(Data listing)
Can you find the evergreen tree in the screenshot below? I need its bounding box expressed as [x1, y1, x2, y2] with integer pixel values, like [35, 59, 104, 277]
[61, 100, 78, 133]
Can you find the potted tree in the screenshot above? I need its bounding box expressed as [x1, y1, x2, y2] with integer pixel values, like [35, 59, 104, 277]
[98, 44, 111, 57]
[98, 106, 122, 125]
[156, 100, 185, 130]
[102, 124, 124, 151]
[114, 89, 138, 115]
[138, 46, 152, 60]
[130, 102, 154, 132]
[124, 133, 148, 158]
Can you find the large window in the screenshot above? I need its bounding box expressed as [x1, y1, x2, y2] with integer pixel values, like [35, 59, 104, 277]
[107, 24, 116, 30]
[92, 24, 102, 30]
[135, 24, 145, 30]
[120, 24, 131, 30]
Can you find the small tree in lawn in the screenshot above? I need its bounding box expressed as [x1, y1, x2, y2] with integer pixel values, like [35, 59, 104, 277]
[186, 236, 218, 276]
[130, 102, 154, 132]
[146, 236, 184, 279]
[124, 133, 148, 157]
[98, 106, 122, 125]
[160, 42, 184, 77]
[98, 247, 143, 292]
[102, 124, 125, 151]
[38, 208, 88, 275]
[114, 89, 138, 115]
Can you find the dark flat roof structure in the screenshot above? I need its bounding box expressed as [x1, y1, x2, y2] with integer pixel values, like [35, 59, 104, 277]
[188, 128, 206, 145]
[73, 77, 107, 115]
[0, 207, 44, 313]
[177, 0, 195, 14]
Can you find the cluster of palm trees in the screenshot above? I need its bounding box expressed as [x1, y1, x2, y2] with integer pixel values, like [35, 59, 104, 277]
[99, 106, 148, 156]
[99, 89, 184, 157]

→ **Directions**:
Copy every entry in this data listing word for word.

→ **Complete answer**:
Can you find the evergreen tree in the screenshot below? I need its bounding box expressed as [x1, y1, x2, y2] with integer pixel values, like [35, 59, 104, 277]
[61, 100, 78, 133]
Can you find the potted tree in the screenshot above? I need its bounding box expressed as [x1, y1, x2, y2] with integer pixel values, like [35, 59, 104, 277]
[98, 44, 111, 57]
[98, 106, 122, 125]
[156, 100, 185, 130]
[102, 124, 124, 151]
[114, 89, 138, 115]
[138, 46, 152, 60]
[130, 102, 154, 132]
[124, 133, 148, 158]
Can you find the large window in the screenshot above? I need its bounding box expressed as [x1, y1, x2, y2] with integer pixel values, like [35, 59, 104, 277]
[107, 24, 116, 30]
[92, 24, 102, 30]
[135, 24, 145, 30]
[120, 24, 131, 30]
Can you find the small tree in lawn in the screenshot above? I need its bounding box expressed as [x1, y1, x2, y2] with integer pixel values, like [35, 59, 104, 277]
[186, 236, 218, 276]
[130, 102, 154, 132]
[146, 236, 184, 279]
[124, 133, 148, 157]
[98, 106, 122, 125]
[160, 42, 184, 77]
[98, 247, 143, 292]
[102, 124, 125, 151]
[38, 208, 88, 275]
[114, 89, 138, 115]
Can you find the dark flat roof structure in the screenshot above? I need its bounding box expressed as [x1, y1, x2, y2] with integer pixel values, like [35, 59, 104, 277]
[188, 128, 206, 145]
[73, 77, 107, 115]
[0, 207, 44, 313]
[177, 0, 195, 14]
Can you find the cluster of palm trees in the screenshot above? I need its bounding box expressed as [x1, y1, x2, y2] with integer pixel values, like [35, 59, 104, 277]
[99, 106, 148, 156]
[99, 89, 184, 157]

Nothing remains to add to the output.